### SHORT EXERCISE
Please repeat all of the lines that follow, exactly as written.

## Start INPUT MATERIAL

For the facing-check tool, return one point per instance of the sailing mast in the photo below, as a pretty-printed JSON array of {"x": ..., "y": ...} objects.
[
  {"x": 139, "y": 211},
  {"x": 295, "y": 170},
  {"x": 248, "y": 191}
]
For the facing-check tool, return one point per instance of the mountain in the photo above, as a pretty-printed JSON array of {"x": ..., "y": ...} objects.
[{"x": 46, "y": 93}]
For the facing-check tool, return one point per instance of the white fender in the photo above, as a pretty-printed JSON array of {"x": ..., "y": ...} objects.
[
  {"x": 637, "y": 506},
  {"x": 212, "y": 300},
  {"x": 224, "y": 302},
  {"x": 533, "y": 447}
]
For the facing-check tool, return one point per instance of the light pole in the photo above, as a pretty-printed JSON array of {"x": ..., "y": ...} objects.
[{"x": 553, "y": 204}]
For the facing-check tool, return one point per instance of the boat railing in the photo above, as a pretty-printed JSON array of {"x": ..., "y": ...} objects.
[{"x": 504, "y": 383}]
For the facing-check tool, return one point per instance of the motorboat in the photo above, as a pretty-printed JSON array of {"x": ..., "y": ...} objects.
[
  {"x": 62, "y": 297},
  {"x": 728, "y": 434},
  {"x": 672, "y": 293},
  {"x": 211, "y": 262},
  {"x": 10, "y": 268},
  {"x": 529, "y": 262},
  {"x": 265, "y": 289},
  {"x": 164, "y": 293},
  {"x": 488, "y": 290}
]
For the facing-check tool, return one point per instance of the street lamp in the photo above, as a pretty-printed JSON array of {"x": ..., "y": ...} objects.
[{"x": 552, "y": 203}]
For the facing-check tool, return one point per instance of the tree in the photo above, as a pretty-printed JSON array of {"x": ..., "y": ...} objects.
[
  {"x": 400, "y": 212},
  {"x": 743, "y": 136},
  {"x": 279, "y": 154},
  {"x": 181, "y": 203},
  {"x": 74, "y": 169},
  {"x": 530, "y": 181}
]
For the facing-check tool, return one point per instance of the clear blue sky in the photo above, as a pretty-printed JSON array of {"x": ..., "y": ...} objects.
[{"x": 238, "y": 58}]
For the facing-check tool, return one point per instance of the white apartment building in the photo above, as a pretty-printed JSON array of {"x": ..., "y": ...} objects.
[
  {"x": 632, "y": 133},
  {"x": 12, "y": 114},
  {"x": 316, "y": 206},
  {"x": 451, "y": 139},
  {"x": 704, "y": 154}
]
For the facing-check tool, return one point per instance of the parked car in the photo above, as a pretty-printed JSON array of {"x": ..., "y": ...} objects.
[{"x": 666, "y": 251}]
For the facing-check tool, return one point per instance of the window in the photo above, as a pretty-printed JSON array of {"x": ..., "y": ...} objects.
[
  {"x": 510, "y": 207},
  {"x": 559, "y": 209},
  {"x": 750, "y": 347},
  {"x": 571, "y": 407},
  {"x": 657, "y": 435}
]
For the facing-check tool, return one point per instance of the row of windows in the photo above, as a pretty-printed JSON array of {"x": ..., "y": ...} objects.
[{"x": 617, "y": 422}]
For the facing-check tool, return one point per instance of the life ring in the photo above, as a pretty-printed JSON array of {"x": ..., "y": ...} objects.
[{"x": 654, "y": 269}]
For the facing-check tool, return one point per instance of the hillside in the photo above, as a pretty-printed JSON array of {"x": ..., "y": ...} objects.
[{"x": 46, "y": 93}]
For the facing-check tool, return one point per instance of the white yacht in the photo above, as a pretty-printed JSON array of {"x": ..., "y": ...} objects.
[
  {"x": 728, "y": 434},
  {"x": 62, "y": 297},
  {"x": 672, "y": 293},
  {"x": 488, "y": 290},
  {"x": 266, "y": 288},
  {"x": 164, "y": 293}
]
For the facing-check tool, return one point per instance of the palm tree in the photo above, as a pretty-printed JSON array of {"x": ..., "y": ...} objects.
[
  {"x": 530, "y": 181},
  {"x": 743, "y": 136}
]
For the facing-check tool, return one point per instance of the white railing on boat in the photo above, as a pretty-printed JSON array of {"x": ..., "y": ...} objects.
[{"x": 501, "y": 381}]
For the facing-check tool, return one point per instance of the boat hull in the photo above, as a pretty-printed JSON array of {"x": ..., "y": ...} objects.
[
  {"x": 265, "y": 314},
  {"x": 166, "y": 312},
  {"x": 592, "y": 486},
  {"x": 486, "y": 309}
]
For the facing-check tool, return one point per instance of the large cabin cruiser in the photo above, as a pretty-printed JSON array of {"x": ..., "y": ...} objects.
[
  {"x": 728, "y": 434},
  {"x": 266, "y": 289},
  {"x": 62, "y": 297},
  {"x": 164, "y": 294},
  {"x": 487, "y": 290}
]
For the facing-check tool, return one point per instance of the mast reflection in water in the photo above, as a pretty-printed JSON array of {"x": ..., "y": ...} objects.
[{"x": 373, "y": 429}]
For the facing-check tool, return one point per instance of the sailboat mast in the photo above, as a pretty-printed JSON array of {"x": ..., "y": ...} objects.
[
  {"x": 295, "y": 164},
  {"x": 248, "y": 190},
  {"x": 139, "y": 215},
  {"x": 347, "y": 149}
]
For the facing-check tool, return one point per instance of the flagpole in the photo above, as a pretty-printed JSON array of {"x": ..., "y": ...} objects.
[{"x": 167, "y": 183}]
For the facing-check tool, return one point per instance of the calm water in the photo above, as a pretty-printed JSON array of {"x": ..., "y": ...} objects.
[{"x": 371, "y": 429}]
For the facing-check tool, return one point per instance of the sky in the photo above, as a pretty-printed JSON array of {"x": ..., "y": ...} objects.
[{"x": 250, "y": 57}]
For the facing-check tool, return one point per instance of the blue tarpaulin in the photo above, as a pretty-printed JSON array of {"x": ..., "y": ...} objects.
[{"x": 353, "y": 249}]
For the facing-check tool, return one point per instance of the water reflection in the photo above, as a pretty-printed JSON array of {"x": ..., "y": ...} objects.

## End INPUT MATERIAL

### OUTPUT FOR THIS EXERCISE
For the facing-check tool, return one point per instance of the sailing mast in the photo below, as a pretty-printed JSON array of {"x": ..., "y": ...} objects.
[
  {"x": 139, "y": 211},
  {"x": 295, "y": 170},
  {"x": 248, "y": 191}
]
For the facing-check tool, return one point per instance of the mountain in the photo above, as a pretty-printed JSON array of {"x": ..., "y": ...} objects.
[{"x": 46, "y": 93}]
For the facing-check tool, return one point per instance of the white fender in the photo above, as a pretty-printed JSON array of {"x": ..., "y": ...} objects.
[
  {"x": 637, "y": 506},
  {"x": 212, "y": 300},
  {"x": 224, "y": 302},
  {"x": 533, "y": 447}
]
For the facing-check tool, return one point per instance of the light pole in the photo above, as a pretty-printed JSON array of {"x": ..., "y": ...} objects.
[{"x": 553, "y": 204}]
For the facing-check tool, return one point per instance of the boat railing in the photo above, as a pretty-printed JSON array of {"x": ..., "y": ...} objects.
[{"x": 504, "y": 383}]
For the facing-check tool, return one point per instance of the motorboat in the photo above, as a pretty-printed JSON array of {"x": ..., "y": ...} objects.
[
  {"x": 62, "y": 297},
  {"x": 728, "y": 434},
  {"x": 672, "y": 293},
  {"x": 211, "y": 262},
  {"x": 10, "y": 268},
  {"x": 529, "y": 262},
  {"x": 265, "y": 289},
  {"x": 164, "y": 293},
  {"x": 488, "y": 290}
]
For the facing-check tool, return one point per instance of the street lamp in the photo above, as a pretty-printed JSON array of {"x": ..., "y": ...} objects.
[{"x": 552, "y": 203}]
For the facing-check tool, return one point per instance of the tree in the photo above, as a pretty-printed JSON array of {"x": ..., "y": ...} objects.
[
  {"x": 400, "y": 212},
  {"x": 743, "y": 136},
  {"x": 279, "y": 154},
  {"x": 181, "y": 203},
  {"x": 74, "y": 169},
  {"x": 530, "y": 181}
]
For the facing-check tool, return one point per instance of the clear blue sky in the photo above, as a pretty-printed JSON array of {"x": ..., "y": ...} objects.
[{"x": 238, "y": 58}]
For the facing-check tool, return one point per instance of the white apartment building in the photo above, as a pretty-printed JSON array of {"x": ..., "y": ...} objects.
[
  {"x": 632, "y": 133},
  {"x": 12, "y": 114},
  {"x": 316, "y": 206},
  {"x": 451, "y": 139},
  {"x": 704, "y": 154}
]
For the facing-check tool, return one point per instance of the parked car in the photo above, as a pretty-printed JSON array of {"x": ..., "y": ...} objects.
[{"x": 666, "y": 251}]
For the facing-check tool, return one point per instance of the window in the photo above, as a pretty-printed JSON array of {"x": ..., "y": ...} objects.
[
  {"x": 510, "y": 207},
  {"x": 559, "y": 209},
  {"x": 750, "y": 347},
  {"x": 571, "y": 407},
  {"x": 657, "y": 435}
]
For the facing-check tool, return one point per instance of the row of windows in the photo above, as a pretty-printed JSON array of {"x": ..., "y": ...} objects.
[{"x": 617, "y": 422}]
For the facing-check tool, return one point per instance of the life ring in the photo above, as a pretty-printed JSON array of {"x": ..., "y": ...} objects.
[{"x": 654, "y": 269}]
For the facing-check tool, return one point per instance of the hillside in the photo above, as a pretty-printed JSON array of {"x": ..., "y": ...} objects.
[{"x": 46, "y": 93}]
For the facing-check tool, return one point per instance of the white yacht in the photo above, as a pretty-printed JSON array of {"x": ..., "y": ...} objects.
[
  {"x": 728, "y": 434},
  {"x": 62, "y": 297},
  {"x": 672, "y": 293},
  {"x": 488, "y": 290},
  {"x": 266, "y": 288},
  {"x": 164, "y": 293}
]
For the facing-check tool, return one point per instance of the palm tree in the photo above, as a pretty-printed JSON array of {"x": ..., "y": ...} objects.
[
  {"x": 530, "y": 181},
  {"x": 743, "y": 136}
]
For the facing-check tool, return one point per instance of the white railing on boat in the photo above, as a pretty-printed JSON array of {"x": ..., "y": ...} objects.
[{"x": 501, "y": 381}]
For the facing-check tool, return one point per instance of the boat hull in the photo above, as a pretty-printed JSON array of {"x": ..., "y": ...} objects.
[
  {"x": 265, "y": 314},
  {"x": 166, "y": 312},
  {"x": 592, "y": 486},
  {"x": 486, "y": 309}
]
For the facing-check tool, return one point per instance of the large cabin cruiser in the photo above, as a pretty-printed JSON array of {"x": ..., "y": ...} objects.
[
  {"x": 728, "y": 434},
  {"x": 266, "y": 289},
  {"x": 62, "y": 297},
  {"x": 164, "y": 294},
  {"x": 487, "y": 290}
]
For the facing-check tool, return one point per instance of the mast reflection in water in the photo above, as a pretty-printed JSON array of {"x": ..., "y": ...} objects.
[{"x": 373, "y": 429}]
For the facing-check tool, return one point per instance of the sailboat mast in the photo above, as a pretty-printed JSON array of {"x": ..., "y": ...} objects.
[
  {"x": 295, "y": 164},
  {"x": 248, "y": 190},
  {"x": 139, "y": 215},
  {"x": 347, "y": 149}
]
For the facing-check tool, return one point per instance of the flagpole in the photo above, as a pretty-printed JSON array of {"x": ..., "y": ...} objects.
[{"x": 167, "y": 183}]
For the facing-check tool, return one point per instance of the calm water in the photo above, as a pretty-printed JSON array of {"x": ..., "y": ...} objects.
[{"x": 371, "y": 429}]
For the facing-check tool, return one point per instance of the sky in the photo above, as a pretty-printed JSON array of {"x": ..., "y": ...} objects.
[{"x": 250, "y": 57}]
For the facing-check tool, return one point per instance of the blue tarpaulin in the photo above, as a pretty-printed JSON array of {"x": ..., "y": ...} objects.
[{"x": 353, "y": 249}]
For the facing-check tool, return one point per instance of the water reflection in the photo above, as a pretty-printed JSON array of {"x": ..., "y": ...} objects.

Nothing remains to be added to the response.